Top of Document excerpt
Dun Bharabhat (or Dun Baravat) is an Iron Age galleried dun or "semi-broch" situated on the island of Great Bernera near Lewis in Scotland.

==Location==
Dun Bharabhat (pronounced 'Varavat') is situated on an islet in Loch Bharabhat on the island of Great Bernera which lies close to the west coast of Lewis. It is to be distinguished from another Dun Bharabhat situated on a small loch near the northernmost point of Lewis.

The broch stands high above the water, and is connected to the shore by a 30-metre causeway.

==Description==
The building is a D-shaped broch with a wall of uneven thickness. The broch measures 17 metres by 13 metres externally. The walls stand to a maximum height of 3.4 metres. The building is badly ruined, and strewn with rubble. The entrance is on the northwest but cannot be seen. Nevertheless, it is considered one of the best preserved of all the island duns.
Bottom of Document excerpt
Top of Provided information
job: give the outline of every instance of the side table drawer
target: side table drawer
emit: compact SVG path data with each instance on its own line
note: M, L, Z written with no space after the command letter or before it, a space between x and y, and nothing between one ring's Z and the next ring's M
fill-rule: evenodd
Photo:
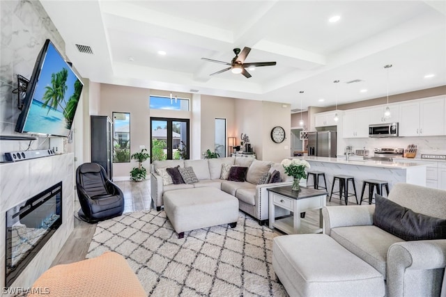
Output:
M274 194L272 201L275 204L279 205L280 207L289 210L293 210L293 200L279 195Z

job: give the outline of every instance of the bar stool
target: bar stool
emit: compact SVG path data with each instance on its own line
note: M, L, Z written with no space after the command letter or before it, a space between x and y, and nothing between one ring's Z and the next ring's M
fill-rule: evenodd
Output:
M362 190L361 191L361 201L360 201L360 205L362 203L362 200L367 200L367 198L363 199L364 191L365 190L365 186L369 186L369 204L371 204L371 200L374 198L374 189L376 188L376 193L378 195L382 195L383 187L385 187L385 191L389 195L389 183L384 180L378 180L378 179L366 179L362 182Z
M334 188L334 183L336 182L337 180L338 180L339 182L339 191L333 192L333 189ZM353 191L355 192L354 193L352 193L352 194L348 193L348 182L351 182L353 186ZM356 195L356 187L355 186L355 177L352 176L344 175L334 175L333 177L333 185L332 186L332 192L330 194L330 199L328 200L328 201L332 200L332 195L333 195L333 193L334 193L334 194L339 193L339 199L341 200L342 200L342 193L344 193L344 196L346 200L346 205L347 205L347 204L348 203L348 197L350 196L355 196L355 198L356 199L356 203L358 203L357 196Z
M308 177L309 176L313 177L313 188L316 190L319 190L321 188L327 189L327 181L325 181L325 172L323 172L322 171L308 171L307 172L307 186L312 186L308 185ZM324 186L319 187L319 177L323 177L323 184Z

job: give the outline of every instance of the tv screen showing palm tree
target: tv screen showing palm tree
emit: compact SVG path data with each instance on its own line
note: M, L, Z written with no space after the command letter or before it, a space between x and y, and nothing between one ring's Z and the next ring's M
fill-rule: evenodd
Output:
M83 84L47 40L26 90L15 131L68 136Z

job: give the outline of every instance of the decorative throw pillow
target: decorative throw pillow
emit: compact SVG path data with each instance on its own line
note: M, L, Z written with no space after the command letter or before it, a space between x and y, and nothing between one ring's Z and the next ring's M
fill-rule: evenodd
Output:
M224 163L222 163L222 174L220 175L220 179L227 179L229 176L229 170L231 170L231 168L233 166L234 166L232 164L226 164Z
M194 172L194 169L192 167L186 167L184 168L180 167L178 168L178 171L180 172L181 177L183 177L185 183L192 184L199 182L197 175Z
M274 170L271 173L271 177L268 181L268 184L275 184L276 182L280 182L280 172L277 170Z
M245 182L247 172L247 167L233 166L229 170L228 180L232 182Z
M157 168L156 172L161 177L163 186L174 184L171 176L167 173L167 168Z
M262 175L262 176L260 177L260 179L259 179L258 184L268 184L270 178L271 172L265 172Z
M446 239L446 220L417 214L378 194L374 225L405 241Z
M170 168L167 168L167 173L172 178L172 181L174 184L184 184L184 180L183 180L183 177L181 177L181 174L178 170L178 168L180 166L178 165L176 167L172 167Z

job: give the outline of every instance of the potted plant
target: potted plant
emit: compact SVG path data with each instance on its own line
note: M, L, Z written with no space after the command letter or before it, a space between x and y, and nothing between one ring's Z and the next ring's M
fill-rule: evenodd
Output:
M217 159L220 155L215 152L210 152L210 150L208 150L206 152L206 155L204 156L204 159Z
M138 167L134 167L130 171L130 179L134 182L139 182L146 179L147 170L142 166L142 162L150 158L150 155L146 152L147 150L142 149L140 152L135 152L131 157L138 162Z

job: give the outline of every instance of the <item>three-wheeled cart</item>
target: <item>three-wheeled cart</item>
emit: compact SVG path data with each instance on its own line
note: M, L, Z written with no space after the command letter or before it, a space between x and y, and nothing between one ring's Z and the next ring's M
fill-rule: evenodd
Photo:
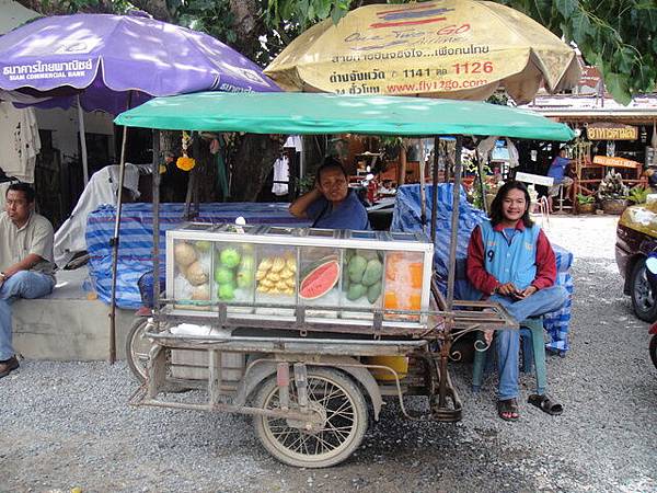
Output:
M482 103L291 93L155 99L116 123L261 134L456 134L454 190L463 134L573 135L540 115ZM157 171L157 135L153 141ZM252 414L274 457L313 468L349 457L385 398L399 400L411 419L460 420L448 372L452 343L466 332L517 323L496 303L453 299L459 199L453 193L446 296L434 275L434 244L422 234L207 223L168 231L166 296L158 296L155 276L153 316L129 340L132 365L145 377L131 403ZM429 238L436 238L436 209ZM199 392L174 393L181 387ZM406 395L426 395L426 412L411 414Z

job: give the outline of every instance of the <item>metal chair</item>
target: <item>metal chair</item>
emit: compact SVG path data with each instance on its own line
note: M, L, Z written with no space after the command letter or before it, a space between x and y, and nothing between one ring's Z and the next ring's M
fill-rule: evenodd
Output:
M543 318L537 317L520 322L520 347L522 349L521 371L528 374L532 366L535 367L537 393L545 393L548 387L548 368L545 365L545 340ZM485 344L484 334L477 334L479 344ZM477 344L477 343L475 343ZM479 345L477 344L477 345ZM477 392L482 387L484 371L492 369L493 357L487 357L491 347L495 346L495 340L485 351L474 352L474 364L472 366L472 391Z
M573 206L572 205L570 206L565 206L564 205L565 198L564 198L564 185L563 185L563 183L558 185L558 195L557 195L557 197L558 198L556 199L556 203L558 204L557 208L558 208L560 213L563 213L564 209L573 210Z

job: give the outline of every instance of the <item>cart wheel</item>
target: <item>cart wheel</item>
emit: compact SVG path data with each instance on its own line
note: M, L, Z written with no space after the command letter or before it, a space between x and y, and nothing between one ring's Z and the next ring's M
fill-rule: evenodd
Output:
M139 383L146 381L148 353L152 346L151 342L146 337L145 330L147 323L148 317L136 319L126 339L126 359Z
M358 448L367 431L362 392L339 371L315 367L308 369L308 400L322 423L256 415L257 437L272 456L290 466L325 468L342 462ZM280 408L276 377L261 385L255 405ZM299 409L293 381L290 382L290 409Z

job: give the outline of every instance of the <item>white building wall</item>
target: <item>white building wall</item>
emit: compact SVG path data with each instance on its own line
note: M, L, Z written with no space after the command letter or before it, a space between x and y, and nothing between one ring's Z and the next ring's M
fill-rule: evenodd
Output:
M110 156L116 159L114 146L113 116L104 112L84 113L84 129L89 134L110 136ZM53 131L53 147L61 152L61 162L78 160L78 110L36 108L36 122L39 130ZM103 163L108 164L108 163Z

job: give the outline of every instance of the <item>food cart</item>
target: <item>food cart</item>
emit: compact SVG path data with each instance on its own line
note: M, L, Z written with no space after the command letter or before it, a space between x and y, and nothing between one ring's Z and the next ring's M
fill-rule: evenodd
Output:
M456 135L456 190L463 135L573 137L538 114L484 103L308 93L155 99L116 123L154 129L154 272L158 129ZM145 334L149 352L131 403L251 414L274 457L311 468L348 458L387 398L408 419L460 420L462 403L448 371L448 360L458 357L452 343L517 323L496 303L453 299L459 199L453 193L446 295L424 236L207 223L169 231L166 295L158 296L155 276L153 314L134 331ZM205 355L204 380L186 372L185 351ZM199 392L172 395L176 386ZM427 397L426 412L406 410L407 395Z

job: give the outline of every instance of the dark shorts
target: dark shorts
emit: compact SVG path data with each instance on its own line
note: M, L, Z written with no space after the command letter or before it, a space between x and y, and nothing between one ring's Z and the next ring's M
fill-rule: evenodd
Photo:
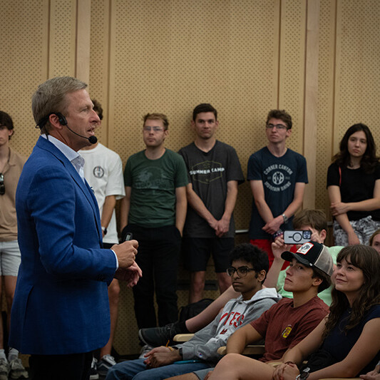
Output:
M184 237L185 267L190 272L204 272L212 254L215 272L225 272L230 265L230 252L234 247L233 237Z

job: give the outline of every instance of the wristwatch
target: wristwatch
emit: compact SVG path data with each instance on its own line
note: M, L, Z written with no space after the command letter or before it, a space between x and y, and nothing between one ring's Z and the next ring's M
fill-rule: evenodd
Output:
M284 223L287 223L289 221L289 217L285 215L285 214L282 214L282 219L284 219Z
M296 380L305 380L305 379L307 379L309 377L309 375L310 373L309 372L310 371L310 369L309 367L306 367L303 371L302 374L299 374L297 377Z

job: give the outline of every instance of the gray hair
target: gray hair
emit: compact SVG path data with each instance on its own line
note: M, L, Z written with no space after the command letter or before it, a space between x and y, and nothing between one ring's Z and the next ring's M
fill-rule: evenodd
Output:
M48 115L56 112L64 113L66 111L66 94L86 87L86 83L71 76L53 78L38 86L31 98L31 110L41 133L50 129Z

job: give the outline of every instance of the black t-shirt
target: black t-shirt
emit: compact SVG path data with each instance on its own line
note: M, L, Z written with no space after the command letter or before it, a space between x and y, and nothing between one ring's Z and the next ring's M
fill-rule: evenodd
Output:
Bottom of Provided information
Top of Provided information
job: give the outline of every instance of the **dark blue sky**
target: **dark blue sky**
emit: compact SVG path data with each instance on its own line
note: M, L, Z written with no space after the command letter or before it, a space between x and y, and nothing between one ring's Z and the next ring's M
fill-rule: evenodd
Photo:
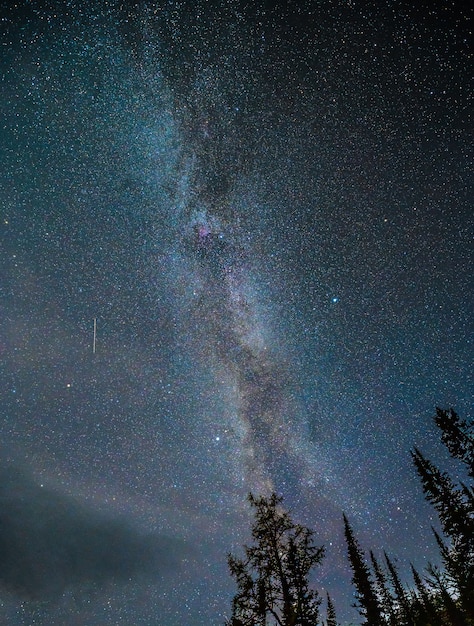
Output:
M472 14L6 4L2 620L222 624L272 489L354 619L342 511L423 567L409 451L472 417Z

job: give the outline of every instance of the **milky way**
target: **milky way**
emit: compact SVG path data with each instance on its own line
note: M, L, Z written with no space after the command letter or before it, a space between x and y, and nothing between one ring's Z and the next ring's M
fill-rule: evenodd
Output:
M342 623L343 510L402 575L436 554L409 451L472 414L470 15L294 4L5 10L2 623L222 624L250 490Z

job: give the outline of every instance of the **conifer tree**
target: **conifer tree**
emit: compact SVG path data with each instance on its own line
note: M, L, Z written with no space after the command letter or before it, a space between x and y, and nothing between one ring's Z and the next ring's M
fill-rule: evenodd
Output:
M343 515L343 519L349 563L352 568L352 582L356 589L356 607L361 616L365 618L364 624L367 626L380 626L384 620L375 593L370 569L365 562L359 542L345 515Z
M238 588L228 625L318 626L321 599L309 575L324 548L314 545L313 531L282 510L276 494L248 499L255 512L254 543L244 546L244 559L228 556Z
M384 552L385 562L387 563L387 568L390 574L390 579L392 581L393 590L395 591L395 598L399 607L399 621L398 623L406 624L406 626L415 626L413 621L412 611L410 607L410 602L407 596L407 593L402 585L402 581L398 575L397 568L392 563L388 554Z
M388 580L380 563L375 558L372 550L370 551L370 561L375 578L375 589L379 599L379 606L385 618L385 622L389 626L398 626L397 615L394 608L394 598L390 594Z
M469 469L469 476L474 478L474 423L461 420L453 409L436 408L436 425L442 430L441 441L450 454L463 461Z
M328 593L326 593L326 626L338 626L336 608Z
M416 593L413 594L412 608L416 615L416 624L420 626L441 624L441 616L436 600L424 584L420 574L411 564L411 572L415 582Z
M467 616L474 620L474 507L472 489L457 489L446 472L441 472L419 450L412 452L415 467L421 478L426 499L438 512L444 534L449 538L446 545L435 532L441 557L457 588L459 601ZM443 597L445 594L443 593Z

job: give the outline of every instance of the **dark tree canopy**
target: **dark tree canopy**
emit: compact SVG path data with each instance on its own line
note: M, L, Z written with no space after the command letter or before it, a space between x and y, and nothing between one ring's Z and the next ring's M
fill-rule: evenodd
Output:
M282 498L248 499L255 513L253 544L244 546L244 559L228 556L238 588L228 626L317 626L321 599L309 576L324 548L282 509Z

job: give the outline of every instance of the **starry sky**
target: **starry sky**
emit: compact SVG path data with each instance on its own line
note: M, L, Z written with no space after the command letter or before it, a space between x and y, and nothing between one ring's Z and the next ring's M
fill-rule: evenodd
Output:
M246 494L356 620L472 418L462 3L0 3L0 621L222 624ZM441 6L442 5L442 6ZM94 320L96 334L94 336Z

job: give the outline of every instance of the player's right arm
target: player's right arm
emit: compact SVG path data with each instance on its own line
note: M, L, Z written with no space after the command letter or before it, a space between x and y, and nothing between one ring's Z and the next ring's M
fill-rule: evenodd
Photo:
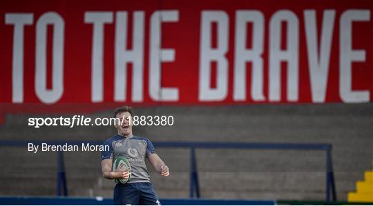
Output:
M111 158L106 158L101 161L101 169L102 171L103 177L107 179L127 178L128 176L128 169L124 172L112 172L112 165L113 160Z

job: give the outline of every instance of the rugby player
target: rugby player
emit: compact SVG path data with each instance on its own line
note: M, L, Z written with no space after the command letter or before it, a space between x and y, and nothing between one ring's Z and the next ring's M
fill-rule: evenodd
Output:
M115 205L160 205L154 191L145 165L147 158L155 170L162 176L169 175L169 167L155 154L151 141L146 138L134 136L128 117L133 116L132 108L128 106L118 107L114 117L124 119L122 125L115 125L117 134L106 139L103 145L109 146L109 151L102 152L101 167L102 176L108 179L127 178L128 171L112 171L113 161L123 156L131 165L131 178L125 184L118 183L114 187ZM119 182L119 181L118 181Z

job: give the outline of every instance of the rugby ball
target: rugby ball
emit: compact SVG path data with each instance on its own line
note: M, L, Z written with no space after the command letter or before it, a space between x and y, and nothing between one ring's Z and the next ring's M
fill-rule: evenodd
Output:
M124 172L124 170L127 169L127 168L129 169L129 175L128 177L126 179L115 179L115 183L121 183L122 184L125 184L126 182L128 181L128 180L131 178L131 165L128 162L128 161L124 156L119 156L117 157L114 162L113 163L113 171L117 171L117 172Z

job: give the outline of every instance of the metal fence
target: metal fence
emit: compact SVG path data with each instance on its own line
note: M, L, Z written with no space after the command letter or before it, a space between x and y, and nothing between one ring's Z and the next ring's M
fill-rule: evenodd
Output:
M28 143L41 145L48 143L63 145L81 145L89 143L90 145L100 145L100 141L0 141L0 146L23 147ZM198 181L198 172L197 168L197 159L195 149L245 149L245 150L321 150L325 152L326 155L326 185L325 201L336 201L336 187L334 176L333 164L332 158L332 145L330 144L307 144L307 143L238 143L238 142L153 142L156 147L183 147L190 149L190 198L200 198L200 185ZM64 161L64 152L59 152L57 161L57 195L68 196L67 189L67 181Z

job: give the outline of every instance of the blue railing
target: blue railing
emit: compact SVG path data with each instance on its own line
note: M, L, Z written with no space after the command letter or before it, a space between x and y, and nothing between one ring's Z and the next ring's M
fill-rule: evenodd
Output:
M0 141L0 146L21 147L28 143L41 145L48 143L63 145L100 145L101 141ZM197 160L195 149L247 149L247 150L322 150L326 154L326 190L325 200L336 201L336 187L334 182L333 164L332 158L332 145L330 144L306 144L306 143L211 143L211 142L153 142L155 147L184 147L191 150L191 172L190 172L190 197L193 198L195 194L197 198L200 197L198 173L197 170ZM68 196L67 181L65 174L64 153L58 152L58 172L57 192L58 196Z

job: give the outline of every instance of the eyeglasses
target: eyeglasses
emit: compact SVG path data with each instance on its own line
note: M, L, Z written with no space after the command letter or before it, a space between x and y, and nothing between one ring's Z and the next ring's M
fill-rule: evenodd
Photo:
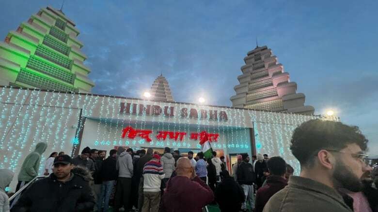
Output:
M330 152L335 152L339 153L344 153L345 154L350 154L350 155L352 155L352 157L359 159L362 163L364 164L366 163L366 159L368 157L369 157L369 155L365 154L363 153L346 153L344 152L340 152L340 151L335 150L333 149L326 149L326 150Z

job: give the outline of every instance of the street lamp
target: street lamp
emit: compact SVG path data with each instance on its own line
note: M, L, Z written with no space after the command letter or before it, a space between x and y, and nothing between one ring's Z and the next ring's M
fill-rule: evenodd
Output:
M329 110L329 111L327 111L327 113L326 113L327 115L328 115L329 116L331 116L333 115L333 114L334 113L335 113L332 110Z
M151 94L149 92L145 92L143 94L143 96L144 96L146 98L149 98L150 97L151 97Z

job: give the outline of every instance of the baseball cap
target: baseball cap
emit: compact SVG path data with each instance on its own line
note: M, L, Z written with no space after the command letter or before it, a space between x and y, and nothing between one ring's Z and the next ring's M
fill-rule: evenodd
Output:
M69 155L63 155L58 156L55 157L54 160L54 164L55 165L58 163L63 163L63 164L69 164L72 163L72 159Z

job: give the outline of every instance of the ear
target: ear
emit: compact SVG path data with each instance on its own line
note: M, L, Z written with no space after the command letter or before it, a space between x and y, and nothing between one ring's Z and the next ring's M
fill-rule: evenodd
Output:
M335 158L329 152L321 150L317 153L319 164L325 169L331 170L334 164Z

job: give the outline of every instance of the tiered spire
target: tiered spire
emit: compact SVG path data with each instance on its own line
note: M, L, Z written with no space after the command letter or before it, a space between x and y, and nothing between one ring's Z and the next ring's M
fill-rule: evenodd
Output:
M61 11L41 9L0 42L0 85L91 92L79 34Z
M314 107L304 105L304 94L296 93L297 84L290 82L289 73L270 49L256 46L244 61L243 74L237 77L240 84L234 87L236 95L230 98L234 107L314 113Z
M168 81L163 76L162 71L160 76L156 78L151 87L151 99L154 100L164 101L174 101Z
Bottom of Provided information
#### [Problems and tasks]
a: In the Dun Bharabhat text, write out the passage from "The broch stands" to "the island duns.", swapping "causeway" for "walkway".
b: List every measurement in metres that the Dun Bharabhat text gives.
The data was taken from a different source than the text.

#### [Responses]
a:
The broch stands high above the water, and is connected to the shore by a 30-metre walkway.

==Description==
The building is a D-shaped broch with a wall of uneven thickness. The broch measures 17 metres by 13 metres externally. The walls stand to a maximum height of 3.4 metres. The building is badly ruined, and strewn with rubble. The entrance is on the northwest but cannot be seen. Nevertheless, it is considered one of the best preserved of all the island duns.

b:
- 30-metre (the causeway)
- 17 metres (external measurement)
- 13 metres (external measurement)
- 3.4 metres (maximum wall height)